◆ **What you are asked to do**:
Extract every line of the material below that contains the string "JSON" and reproduce each such line in full.

◆ **Extracted records**:

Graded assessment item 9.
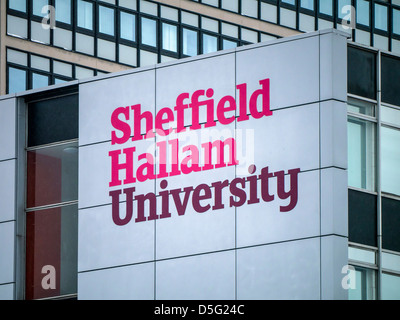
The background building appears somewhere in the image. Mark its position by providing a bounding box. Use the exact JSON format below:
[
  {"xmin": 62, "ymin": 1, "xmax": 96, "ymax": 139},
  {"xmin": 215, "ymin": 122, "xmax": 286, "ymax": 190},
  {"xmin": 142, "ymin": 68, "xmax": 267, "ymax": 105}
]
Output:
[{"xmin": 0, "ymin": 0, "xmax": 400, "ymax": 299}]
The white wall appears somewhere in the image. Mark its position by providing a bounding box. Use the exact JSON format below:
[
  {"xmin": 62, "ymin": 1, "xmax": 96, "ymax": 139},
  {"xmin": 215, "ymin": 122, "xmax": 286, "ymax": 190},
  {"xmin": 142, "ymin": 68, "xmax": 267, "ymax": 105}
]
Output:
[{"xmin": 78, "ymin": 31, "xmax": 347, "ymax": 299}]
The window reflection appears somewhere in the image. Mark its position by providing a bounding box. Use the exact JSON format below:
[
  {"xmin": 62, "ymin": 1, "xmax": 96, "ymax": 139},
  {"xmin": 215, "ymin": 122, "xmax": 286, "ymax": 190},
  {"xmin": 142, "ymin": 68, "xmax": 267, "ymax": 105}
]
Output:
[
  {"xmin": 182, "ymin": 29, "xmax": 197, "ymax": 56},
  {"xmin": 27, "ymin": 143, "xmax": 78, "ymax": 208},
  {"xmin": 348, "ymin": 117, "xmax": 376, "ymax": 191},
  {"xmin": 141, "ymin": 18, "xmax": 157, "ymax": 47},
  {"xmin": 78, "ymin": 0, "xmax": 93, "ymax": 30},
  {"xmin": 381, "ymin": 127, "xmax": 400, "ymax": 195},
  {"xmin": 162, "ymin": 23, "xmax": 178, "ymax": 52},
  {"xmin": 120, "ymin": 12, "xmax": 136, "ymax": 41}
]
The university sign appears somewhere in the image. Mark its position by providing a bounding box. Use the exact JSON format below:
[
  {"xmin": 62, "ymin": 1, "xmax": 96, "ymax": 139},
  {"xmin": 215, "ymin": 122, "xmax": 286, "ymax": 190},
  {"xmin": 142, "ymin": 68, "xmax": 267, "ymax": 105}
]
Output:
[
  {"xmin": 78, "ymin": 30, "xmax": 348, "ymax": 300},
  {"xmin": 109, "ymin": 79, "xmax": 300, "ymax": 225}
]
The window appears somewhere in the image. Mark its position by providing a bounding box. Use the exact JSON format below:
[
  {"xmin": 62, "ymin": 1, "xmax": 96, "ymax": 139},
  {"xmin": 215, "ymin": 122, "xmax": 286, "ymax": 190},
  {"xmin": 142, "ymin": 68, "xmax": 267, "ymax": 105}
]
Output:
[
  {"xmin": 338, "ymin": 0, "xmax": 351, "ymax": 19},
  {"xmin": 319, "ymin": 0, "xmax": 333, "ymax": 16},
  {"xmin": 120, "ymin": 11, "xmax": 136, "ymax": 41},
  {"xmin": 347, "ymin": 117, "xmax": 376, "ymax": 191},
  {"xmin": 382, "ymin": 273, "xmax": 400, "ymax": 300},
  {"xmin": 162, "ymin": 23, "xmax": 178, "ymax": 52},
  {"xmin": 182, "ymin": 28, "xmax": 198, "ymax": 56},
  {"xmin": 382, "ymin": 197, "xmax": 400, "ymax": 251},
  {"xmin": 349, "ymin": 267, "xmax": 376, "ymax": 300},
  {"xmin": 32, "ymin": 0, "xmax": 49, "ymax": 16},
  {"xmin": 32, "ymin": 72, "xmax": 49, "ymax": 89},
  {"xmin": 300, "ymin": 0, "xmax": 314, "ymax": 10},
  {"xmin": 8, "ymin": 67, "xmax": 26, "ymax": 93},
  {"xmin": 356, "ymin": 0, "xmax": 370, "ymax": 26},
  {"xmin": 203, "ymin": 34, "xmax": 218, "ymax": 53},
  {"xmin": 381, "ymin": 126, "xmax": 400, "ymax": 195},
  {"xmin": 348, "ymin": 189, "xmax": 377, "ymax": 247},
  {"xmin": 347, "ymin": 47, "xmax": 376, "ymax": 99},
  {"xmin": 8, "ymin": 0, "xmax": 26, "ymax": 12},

◆ **Solved exercise**:
The background building appears somewhere in the image. Mark its position by providing a bounding box. Use the exact JSON format below:
The white wall appears somewhere in the image. Mark its position by providing a bounding box. Use the exact JSON format below:
The window reflection appears somewhere in the image. Mark its position by providing a bounding box. Use the exact JSON format below:
The university sign appears somewhere in the image. Mark its position by providing a bounding box. Use the exact JSON format below:
The window appears somewhere in the image. Mark its position by providing a bounding box. Use the exact JSON format below:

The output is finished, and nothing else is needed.